Count the lines in the items below that contain the string "background", and report only that number.

**Stored data:**
+++

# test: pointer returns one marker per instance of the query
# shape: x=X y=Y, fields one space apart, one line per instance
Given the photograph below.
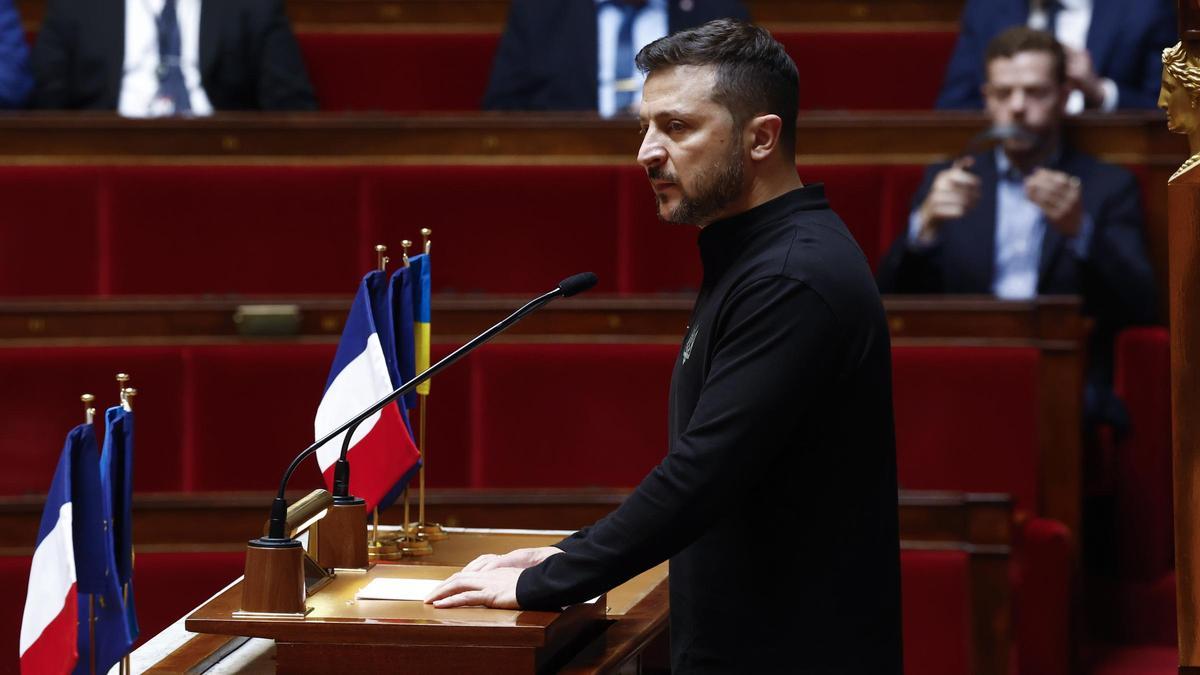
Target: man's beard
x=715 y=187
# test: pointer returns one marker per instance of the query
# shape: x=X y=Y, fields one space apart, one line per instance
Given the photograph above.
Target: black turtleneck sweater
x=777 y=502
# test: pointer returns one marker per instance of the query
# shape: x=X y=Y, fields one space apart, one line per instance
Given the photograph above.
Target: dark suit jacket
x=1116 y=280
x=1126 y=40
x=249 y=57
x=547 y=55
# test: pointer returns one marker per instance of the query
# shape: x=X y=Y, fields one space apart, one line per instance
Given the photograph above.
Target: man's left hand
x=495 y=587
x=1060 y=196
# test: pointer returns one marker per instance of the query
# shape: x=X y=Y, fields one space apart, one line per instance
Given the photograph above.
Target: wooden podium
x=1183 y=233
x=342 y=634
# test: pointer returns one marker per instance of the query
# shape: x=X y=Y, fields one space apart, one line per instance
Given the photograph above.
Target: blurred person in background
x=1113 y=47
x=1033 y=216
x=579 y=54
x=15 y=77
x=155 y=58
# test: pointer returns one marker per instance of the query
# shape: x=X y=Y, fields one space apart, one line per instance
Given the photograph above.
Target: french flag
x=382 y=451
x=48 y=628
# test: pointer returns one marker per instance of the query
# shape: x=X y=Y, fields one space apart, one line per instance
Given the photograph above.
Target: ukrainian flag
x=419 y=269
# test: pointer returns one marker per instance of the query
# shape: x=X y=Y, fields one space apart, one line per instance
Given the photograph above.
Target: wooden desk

+++

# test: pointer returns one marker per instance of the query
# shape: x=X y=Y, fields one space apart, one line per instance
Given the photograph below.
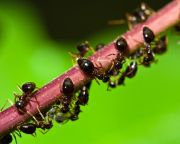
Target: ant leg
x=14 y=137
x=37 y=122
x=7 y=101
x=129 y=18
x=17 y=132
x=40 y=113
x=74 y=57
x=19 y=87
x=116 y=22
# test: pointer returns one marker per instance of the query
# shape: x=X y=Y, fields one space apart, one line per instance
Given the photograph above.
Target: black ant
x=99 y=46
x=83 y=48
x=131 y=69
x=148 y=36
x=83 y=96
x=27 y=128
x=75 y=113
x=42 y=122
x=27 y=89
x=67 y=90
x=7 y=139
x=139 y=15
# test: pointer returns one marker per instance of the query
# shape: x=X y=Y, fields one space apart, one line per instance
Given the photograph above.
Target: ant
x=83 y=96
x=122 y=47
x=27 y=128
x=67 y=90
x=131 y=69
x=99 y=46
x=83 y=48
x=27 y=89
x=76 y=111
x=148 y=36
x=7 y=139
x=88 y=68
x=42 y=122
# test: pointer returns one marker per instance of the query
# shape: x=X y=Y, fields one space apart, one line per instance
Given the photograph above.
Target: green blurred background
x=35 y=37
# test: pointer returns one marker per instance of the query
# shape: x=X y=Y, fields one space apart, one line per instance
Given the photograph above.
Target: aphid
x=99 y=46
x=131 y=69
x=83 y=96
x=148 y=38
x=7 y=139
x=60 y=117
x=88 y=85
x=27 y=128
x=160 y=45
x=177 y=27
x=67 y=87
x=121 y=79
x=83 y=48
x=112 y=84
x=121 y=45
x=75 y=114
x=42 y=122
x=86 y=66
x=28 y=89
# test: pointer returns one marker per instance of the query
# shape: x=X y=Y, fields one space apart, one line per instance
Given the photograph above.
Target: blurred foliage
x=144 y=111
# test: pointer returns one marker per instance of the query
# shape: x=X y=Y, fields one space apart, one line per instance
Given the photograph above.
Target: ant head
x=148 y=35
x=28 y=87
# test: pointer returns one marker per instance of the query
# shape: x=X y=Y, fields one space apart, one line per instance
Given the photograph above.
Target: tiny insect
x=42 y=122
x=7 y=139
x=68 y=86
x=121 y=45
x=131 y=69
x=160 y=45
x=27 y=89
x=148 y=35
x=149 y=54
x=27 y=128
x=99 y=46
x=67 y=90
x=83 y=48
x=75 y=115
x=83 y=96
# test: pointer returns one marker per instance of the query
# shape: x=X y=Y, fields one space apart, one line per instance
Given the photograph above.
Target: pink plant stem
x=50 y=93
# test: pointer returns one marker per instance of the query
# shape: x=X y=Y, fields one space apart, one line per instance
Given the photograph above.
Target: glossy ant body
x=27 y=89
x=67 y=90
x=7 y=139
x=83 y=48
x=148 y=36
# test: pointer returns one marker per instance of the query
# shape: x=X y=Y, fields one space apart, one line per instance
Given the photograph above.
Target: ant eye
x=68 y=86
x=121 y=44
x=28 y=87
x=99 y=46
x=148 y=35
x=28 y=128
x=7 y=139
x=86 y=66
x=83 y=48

+++

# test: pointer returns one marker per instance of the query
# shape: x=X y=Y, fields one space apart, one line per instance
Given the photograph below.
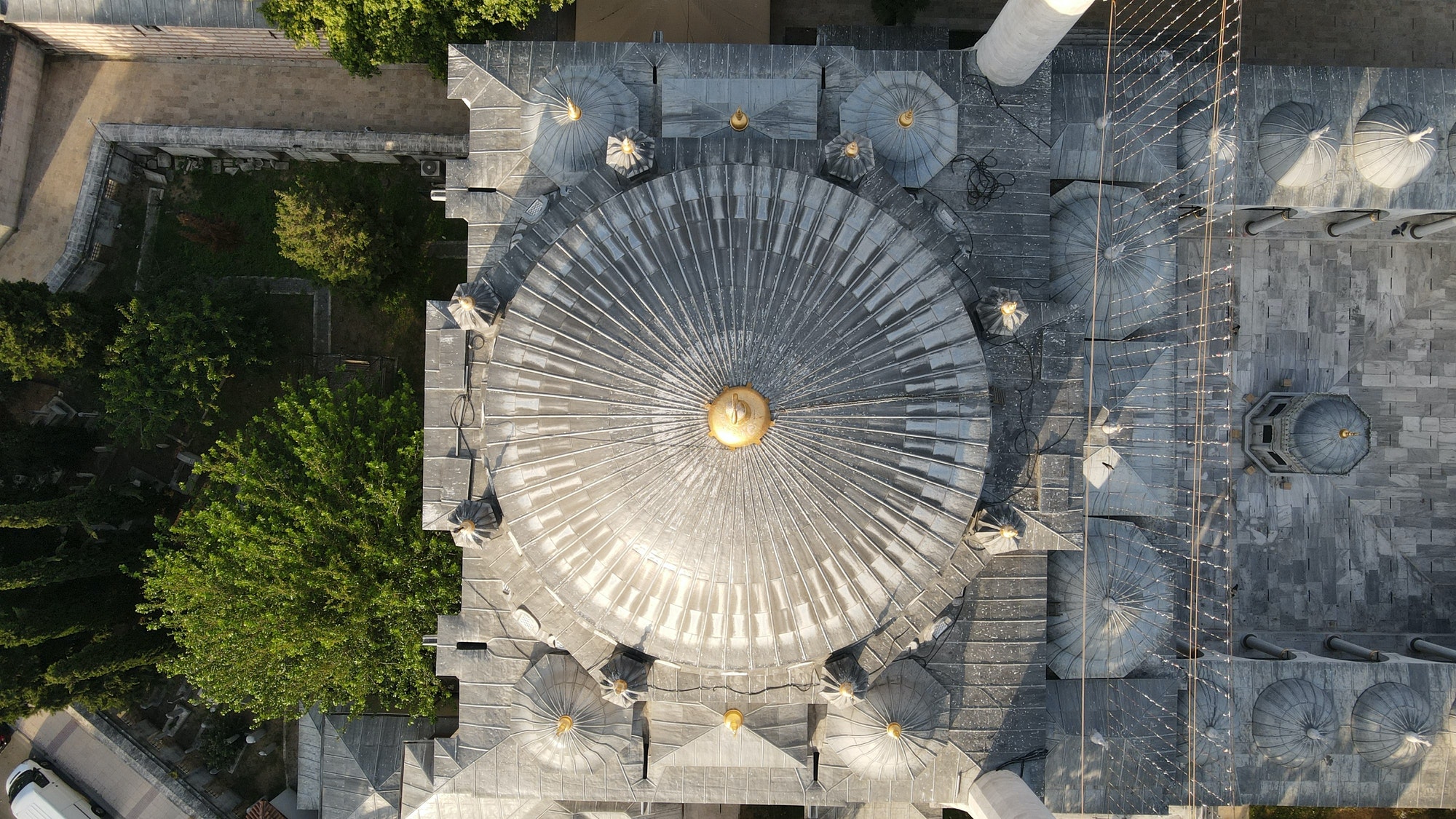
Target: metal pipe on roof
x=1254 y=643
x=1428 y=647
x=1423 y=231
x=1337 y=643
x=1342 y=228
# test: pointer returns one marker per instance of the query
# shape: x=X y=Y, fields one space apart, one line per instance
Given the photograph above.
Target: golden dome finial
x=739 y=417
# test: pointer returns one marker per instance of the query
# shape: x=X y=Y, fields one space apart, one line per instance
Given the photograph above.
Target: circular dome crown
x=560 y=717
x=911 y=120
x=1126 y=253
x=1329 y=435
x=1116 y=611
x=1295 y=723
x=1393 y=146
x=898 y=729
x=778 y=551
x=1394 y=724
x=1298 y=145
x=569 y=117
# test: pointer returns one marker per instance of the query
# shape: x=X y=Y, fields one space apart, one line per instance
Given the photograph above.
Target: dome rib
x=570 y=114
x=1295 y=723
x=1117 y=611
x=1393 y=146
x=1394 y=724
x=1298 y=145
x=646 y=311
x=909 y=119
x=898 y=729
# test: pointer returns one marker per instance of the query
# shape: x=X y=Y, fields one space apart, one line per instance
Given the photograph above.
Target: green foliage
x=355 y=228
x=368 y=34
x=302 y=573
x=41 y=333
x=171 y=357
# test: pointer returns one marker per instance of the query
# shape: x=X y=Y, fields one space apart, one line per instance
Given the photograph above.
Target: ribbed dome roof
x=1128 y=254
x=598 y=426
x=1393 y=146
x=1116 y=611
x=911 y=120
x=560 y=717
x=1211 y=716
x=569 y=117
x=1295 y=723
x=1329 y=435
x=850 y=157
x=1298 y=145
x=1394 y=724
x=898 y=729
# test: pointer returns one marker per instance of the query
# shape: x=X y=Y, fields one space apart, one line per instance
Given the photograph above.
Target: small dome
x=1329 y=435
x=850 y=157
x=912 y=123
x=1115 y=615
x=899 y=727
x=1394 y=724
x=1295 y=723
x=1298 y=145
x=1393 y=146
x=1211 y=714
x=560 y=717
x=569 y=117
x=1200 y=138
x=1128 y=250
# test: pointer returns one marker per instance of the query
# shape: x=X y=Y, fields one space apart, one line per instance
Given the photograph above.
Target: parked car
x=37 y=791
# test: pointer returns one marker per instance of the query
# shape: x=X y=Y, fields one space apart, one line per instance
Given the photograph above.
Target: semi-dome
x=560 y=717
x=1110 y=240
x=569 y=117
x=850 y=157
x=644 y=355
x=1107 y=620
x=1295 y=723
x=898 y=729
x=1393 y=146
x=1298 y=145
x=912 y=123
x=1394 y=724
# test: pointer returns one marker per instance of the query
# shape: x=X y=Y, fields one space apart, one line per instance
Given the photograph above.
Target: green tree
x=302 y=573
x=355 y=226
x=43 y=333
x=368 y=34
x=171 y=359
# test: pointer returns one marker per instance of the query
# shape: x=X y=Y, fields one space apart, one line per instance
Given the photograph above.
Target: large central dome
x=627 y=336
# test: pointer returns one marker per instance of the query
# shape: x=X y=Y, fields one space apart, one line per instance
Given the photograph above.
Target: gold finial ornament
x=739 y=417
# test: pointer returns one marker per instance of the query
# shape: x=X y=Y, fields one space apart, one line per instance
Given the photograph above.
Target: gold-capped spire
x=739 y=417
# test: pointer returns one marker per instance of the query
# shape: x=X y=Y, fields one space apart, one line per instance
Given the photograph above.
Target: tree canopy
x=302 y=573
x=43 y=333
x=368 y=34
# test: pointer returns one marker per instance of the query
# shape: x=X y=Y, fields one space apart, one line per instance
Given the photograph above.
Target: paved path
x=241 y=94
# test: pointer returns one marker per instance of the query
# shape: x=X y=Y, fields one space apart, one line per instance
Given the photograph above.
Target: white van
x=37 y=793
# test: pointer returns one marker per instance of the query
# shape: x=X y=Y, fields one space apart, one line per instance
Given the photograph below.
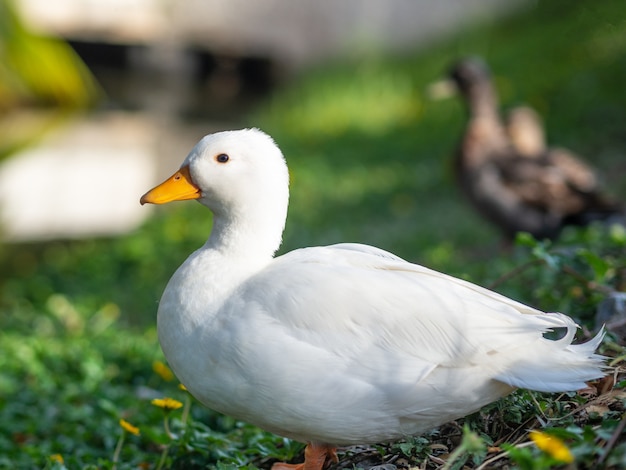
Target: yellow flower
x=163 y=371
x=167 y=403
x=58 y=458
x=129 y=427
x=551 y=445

+++

**Answer to this exercise:**
2